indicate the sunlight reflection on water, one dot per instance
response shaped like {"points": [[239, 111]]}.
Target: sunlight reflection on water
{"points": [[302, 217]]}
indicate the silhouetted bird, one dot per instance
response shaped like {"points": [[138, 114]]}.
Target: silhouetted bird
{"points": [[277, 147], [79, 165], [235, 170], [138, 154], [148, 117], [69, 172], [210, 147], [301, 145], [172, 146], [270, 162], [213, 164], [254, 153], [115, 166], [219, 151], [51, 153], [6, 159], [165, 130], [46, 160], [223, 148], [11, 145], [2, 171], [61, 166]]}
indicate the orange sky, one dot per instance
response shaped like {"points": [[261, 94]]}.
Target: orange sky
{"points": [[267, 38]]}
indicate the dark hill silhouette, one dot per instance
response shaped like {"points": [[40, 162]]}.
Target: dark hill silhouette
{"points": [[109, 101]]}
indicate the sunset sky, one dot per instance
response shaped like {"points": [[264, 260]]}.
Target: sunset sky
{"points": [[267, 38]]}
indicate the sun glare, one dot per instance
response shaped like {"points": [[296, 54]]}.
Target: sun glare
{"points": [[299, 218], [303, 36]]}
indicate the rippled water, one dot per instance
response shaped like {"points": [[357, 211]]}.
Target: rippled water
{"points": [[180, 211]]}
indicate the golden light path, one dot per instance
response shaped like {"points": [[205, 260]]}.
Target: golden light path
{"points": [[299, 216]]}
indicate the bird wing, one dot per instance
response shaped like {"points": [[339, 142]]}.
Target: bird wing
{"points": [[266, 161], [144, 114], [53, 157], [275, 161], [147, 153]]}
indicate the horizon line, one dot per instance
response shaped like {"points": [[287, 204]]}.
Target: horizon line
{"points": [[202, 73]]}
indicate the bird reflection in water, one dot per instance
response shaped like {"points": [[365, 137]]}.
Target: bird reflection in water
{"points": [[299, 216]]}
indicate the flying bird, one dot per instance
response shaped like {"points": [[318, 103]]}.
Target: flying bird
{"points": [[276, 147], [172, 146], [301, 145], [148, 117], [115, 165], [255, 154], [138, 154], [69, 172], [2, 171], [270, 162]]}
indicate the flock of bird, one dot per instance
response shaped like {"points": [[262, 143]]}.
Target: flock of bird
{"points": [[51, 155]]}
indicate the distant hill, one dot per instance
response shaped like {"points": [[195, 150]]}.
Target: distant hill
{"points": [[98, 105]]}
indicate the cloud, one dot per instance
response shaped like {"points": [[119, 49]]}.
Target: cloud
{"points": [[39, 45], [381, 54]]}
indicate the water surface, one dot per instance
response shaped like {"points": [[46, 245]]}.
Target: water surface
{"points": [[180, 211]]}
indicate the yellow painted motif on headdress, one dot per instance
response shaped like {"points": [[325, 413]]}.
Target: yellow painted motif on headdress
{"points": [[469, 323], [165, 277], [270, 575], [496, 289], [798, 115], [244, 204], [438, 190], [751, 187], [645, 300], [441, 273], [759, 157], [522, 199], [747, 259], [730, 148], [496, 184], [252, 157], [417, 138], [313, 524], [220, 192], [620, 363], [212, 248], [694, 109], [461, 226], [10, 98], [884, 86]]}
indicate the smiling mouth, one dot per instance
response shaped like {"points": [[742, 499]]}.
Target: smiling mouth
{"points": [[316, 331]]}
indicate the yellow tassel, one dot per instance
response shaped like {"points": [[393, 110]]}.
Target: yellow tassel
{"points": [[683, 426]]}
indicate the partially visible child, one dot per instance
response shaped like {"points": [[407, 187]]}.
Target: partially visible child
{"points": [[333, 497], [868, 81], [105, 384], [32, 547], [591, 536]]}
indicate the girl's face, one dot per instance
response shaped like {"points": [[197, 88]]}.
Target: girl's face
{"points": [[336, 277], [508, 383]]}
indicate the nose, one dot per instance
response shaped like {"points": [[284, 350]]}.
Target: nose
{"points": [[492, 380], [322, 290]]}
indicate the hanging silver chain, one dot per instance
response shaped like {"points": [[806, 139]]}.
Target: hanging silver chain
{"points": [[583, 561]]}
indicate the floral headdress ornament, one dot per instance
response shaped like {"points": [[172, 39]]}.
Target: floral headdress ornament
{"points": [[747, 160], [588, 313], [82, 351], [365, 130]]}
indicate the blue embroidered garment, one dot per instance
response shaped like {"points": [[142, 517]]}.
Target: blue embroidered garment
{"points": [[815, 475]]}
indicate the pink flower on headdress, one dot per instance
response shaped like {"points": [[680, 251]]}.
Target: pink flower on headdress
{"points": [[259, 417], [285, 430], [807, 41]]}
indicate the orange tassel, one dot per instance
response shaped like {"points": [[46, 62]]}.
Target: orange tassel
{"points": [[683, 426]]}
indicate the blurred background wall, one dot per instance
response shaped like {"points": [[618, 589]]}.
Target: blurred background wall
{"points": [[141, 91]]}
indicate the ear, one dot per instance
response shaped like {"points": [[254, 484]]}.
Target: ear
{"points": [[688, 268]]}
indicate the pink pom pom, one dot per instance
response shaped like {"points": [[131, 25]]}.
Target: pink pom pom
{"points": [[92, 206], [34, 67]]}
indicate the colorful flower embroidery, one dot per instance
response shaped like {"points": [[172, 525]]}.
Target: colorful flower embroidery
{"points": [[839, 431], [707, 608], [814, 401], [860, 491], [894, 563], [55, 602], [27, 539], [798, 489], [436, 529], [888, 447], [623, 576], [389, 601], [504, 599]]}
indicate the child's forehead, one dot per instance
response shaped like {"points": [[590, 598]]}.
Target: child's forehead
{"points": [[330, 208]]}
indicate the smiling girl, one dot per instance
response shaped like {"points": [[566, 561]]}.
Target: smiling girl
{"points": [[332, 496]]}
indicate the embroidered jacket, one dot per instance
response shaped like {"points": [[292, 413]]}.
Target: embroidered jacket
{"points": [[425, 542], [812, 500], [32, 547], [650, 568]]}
•••
> _GOAL_
Retype nothing except the lines from the line holding "indicate the pink pom" through the last line of the entries, both included.

> _COMPLETE ANSWER_
indicate the pink pom pom, one dot per instance
response shaped like {"points": [[131, 25]]}.
Target: pink pom pom
{"points": [[92, 206], [34, 67]]}
indicate the colorful flower embroidery, one dot per instance
response shaped like {"points": [[172, 525]]}.
Target: colorful flower embroidery
{"points": [[839, 431], [707, 608], [814, 401], [860, 491], [894, 563], [55, 602], [27, 539], [798, 489], [436, 529], [888, 447], [623, 576], [389, 601], [504, 599]]}
indicate the child's forehead, one dot per instance
response shaped like {"points": [[590, 598]]}.
Target: child's forehead
{"points": [[330, 208]]}
indicate the smiling girl, one dot per instance
response shaped like {"points": [[566, 561]]}.
Target: smiling girl
{"points": [[332, 496]]}
indicate the embroidered jacket, one dot per instance
response shaped like {"points": [[292, 413]]}.
Target: embroidered jacket
{"points": [[425, 542], [812, 500], [32, 547], [650, 568]]}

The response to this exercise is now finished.